*** Opening of DATA FOR THIS TASK ***

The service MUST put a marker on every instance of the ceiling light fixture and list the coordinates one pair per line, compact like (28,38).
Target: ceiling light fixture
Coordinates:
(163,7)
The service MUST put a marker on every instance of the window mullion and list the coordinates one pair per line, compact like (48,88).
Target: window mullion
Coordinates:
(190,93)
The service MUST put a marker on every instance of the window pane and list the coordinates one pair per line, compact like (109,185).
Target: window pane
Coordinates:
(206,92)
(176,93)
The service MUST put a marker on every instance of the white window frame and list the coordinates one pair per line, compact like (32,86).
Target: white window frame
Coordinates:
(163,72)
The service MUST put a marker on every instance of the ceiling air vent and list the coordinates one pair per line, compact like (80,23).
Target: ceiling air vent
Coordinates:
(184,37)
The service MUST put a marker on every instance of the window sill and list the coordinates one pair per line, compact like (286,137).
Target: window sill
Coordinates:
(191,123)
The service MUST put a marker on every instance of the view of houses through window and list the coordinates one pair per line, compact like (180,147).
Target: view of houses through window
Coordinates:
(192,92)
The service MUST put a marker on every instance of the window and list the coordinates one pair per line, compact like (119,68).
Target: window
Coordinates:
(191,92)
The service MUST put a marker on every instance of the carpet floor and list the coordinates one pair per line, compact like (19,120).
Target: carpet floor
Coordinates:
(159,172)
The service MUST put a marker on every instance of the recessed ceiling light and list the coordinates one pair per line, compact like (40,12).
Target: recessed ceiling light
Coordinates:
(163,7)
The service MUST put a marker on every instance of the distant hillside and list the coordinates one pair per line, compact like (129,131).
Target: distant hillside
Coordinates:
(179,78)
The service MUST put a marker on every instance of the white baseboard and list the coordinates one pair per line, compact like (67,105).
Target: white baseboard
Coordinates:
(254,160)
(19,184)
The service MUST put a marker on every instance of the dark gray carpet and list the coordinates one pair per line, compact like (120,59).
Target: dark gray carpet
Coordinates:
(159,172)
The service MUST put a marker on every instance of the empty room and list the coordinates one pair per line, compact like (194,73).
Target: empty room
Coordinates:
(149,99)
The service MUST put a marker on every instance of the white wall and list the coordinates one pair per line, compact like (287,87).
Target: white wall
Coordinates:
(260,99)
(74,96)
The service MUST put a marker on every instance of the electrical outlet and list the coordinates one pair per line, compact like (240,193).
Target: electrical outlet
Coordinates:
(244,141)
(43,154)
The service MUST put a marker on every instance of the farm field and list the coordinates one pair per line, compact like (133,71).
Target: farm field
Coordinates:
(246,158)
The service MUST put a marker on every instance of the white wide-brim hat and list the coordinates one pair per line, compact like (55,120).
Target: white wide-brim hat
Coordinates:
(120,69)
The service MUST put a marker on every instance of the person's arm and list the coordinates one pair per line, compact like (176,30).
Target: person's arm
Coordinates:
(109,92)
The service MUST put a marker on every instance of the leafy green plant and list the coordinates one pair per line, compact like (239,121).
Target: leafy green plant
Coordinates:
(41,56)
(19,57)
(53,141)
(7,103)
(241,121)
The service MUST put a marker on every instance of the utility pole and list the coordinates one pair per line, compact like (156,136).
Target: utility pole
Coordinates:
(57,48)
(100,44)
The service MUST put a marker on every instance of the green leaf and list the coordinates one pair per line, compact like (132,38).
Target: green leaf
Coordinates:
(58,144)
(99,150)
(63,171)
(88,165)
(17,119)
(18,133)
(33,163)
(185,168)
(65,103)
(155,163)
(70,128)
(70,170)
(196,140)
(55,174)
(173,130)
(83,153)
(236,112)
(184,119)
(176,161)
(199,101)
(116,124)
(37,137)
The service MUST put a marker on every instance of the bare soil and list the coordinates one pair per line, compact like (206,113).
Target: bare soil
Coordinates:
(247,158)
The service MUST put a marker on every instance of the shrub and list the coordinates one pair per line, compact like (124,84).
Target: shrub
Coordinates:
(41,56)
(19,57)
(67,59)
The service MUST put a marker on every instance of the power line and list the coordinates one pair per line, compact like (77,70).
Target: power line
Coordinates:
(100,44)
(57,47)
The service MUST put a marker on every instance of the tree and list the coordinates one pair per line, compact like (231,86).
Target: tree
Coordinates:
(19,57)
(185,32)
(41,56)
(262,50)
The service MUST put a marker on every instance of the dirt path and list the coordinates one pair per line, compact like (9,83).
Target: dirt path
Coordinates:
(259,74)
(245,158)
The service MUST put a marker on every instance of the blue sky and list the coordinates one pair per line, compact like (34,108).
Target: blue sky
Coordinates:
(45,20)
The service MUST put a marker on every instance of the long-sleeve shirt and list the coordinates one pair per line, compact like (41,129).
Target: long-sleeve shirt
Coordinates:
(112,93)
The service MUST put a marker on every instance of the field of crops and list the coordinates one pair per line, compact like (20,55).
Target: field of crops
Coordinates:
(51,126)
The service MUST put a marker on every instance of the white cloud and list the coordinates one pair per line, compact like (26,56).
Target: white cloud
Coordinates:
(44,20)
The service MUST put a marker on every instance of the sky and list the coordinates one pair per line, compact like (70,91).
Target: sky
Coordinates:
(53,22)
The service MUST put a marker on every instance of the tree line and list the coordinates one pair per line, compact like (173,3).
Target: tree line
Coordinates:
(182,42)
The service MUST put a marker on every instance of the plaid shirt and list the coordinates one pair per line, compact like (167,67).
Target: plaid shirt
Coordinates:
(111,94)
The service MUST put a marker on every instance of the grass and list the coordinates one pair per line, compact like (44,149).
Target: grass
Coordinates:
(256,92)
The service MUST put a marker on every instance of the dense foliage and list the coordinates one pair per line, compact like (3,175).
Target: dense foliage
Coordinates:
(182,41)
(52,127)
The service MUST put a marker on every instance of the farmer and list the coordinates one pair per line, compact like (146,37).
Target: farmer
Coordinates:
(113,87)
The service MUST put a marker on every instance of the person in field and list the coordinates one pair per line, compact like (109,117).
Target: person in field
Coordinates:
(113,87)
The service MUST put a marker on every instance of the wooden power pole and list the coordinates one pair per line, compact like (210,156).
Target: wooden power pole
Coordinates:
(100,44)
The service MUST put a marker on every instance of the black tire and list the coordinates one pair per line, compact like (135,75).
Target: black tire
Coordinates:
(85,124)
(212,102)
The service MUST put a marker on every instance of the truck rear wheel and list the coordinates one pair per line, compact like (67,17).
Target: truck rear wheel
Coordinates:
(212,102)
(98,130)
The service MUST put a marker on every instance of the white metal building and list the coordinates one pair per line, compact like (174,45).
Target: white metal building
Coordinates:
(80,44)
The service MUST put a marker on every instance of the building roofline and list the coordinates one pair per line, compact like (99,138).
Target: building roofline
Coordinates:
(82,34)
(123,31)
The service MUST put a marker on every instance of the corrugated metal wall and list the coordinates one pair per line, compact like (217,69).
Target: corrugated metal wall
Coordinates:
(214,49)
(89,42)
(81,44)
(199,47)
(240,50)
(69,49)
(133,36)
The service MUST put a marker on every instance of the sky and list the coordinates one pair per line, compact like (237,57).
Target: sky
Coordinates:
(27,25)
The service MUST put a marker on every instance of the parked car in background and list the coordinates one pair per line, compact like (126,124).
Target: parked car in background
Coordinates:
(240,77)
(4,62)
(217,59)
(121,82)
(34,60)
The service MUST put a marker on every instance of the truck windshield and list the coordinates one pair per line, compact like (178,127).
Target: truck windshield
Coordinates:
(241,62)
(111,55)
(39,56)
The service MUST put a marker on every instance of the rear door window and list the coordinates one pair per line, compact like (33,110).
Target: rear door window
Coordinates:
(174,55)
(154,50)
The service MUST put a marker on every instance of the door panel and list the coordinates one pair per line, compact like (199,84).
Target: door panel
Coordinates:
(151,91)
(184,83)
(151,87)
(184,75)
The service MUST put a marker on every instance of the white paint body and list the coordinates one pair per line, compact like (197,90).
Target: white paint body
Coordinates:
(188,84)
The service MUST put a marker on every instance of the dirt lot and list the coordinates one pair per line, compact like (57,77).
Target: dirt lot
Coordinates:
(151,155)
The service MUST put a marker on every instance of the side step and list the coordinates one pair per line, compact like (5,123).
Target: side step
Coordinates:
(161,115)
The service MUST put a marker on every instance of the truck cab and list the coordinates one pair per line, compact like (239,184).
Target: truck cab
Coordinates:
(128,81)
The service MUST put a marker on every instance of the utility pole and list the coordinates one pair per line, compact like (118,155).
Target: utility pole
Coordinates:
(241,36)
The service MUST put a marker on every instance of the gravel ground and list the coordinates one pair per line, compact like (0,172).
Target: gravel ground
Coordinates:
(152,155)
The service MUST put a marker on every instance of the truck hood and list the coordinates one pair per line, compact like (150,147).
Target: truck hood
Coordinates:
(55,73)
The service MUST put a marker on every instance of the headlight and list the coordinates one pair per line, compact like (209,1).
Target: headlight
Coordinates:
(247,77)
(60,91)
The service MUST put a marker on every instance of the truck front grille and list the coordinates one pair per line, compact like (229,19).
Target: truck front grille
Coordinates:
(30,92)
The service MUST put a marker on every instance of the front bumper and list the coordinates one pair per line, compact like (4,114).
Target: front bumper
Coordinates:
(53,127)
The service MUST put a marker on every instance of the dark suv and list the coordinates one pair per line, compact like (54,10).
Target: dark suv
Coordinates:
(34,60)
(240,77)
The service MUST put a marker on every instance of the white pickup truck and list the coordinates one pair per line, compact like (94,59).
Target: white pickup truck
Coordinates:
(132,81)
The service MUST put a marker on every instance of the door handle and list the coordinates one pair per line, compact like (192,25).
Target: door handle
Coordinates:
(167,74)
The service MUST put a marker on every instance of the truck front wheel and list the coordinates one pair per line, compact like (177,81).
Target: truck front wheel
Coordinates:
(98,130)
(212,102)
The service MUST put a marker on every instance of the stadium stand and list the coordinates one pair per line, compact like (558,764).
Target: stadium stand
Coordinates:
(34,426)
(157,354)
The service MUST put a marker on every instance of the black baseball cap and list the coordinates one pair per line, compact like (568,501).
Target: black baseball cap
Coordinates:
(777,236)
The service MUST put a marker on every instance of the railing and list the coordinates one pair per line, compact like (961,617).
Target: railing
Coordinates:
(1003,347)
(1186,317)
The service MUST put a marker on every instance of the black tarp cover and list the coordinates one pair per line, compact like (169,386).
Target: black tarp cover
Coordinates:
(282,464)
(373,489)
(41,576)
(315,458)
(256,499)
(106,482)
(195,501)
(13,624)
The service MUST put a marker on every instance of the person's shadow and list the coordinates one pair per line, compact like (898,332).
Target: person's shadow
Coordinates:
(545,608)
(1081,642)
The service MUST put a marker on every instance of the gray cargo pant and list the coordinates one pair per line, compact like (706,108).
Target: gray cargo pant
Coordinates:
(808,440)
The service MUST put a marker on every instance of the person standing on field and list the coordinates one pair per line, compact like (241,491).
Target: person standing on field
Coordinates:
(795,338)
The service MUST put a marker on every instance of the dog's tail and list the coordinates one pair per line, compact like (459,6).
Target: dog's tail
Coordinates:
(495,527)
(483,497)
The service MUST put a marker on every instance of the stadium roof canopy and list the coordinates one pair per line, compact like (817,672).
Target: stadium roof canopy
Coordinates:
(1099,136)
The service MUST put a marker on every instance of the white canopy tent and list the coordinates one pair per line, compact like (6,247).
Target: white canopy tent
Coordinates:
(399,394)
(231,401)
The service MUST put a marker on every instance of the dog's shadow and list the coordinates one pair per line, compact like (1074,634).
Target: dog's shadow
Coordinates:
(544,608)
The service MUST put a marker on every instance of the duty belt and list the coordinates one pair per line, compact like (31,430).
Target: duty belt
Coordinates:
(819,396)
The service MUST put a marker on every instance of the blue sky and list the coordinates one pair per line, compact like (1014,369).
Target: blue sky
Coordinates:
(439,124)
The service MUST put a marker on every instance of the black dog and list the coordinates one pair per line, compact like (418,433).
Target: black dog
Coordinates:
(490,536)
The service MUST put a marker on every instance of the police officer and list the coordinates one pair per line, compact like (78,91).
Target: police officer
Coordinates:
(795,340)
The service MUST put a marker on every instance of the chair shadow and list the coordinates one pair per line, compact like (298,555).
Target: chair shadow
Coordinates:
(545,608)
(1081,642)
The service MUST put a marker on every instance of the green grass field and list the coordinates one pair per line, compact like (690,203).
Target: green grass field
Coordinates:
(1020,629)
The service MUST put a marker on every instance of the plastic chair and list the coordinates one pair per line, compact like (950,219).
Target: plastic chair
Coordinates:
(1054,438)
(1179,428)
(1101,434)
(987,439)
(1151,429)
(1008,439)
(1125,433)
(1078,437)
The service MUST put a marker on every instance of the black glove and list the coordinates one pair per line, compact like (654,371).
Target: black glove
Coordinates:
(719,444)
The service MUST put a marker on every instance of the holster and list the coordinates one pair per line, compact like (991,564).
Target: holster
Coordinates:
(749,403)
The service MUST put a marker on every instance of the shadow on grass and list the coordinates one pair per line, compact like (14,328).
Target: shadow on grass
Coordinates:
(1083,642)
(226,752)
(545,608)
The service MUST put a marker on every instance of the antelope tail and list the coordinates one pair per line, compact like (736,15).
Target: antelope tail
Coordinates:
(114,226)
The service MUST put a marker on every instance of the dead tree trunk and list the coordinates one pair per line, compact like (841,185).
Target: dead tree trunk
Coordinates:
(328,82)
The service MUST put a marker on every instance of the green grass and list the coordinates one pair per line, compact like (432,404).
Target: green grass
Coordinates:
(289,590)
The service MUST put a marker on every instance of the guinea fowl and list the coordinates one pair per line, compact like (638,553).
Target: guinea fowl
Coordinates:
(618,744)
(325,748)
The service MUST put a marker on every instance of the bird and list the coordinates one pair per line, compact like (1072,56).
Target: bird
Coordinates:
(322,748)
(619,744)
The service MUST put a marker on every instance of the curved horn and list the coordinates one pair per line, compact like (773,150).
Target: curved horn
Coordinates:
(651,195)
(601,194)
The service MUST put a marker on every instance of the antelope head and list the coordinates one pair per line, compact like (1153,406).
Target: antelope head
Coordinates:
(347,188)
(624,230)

*** Close of DATA FOR THIS TASK ***

In the data above, repeat exactly each line from the first through the line that contains "Target: white window frame", and give nothing else.

**THE ANSWER:**
The service MUST put a marker on every instance of the ceiling light fixture and list the coordinates one pair per line, compact like (28,38).
Target: ceiling light fixture
Coordinates:
(163,7)
The service MUST put a marker on every instance of the window mullion and list the coordinates one pair per line, compact like (48,88).
Target: window mullion
Coordinates:
(190,93)
The service MUST put a marker on every instance of the window pane and list the coordinates one pair per line, compact like (109,185).
Target: window pane
Coordinates:
(206,92)
(176,93)
The service MUST put a marker on every instance of the white window frame and list the coordinates one pair per line, compact like (32,86).
Target: white window frame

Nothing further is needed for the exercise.